▽

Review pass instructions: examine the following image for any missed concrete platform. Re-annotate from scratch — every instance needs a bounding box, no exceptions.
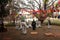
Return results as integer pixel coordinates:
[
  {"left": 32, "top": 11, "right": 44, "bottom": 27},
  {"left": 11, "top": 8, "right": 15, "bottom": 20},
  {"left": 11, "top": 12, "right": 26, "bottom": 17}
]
[{"left": 31, "top": 32, "right": 38, "bottom": 35}]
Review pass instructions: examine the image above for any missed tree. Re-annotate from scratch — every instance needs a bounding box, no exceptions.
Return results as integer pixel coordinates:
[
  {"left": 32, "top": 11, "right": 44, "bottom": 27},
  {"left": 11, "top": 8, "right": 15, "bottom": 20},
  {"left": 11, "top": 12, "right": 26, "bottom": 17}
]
[
  {"left": 0, "top": 0, "right": 9, "bottom": 32},
  {"left": 12, "top": 0, "right": 56, "bottom": 23}
]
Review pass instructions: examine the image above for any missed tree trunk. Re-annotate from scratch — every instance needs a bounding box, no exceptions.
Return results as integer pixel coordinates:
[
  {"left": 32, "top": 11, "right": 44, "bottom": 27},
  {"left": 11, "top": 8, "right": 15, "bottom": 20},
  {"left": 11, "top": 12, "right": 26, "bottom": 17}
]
[{"left": 0, "top": 17, "right": 7, "bottom": 32}]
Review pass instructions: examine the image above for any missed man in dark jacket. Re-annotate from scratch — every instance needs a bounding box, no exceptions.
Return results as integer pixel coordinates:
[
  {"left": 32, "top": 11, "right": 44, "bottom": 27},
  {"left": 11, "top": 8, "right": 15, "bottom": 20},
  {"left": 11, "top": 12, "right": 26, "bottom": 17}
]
[{"left": 32, "top": 20, "right": 36, "bottom": 30}]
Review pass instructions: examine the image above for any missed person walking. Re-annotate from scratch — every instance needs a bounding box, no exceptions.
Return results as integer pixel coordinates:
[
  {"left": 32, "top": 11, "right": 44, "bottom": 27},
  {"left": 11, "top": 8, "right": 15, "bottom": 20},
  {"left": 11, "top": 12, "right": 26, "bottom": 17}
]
[
  {"left": 32, "top": 19, "right": 36, "bottom": 30},
  {"left": 48, "top": 17, "right": 51, "bottom": 28}
]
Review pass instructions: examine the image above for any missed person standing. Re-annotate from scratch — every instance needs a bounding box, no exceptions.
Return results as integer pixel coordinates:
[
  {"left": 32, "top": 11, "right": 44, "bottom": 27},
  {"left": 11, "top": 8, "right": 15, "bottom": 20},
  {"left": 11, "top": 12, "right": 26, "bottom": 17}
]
[
  {"left": 32, "top": 19, "right": 36, "bottom": 30},
  {"left": 48, "top": 17, "right": 51, "bottom": 28}
]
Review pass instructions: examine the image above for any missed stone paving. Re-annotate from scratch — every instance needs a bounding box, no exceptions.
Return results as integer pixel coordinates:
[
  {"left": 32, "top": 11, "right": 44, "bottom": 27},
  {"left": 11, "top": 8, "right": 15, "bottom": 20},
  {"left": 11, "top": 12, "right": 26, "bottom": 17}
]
[{"left": 0, "top": 25, "right": 60, "bottom": 40}]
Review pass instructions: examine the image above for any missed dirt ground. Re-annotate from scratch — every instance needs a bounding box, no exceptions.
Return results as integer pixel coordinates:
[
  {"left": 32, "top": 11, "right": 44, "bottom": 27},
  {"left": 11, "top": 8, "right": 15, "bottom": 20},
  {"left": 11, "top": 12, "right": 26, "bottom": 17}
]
[{"left": 0, "top": 25, "right": 60, "bottom": 40}]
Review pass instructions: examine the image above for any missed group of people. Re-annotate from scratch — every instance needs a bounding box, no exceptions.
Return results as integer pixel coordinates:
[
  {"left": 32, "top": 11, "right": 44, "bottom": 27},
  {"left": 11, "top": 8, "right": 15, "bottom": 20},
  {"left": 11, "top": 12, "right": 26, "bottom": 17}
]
[{"left": 15, "top": 14, "right": 50, "bottom": 34}]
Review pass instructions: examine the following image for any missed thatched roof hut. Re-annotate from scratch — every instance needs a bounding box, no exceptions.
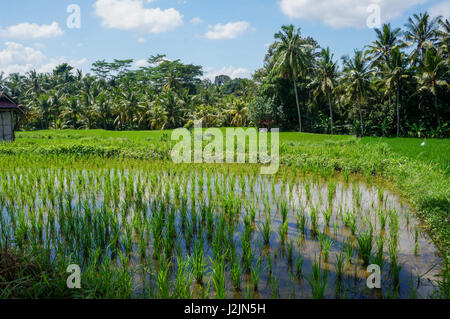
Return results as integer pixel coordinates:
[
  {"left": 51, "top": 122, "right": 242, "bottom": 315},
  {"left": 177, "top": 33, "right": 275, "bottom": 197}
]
[{"left": 0, "top": 91, "right": 19, "bottom": 142}]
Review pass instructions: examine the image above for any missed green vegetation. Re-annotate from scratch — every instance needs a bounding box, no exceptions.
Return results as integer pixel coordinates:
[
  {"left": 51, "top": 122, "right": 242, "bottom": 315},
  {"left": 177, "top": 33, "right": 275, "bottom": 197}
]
[
  {"left": 0, "top": 13, "right": 450, "bottom": 138},
  {"left": 0, "top": 9, "right": 450, "bottom": 299},
  {"left": 0, "top": 130, "right": 450, "bottom": 298}
]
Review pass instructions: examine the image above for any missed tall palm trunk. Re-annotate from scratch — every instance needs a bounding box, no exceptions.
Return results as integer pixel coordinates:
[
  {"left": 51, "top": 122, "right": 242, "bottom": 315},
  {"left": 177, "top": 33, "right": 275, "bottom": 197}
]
[
  {"left": 434, "top": 91, "right": 441, "bottom": 127},
  {"left": 358, "top": 102, "right": 364, "bottom": 137},
  {"left": 328, "top": 94, "right": 334, "bottom": 135},
  {"left": 292, "top": 74, "right": 302, "bottom": 133},
  {"left": 395, "top": 86, "right": 400, "bottom": 137}
]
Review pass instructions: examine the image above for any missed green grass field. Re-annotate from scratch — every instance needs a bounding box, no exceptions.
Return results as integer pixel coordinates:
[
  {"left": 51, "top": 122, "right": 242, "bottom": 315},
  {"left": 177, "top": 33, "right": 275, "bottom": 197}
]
[
  {"left": 0, "top": 129, "right": 450, "bottom": 298},
  {"left": 16, "top": 128, "right": 450, "bottom": 175}
]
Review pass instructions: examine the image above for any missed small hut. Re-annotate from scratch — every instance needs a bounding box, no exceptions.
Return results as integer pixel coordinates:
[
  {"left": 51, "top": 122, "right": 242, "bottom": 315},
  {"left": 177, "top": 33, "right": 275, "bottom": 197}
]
[{"left": 0, "top": 91, "right": 19, "bottom": 143}]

△

*Do this:*
How many lines of the records above contain the word "thatched"? Count only matches with the same case, and reply with the number alone.

*Solution for this problem:*
1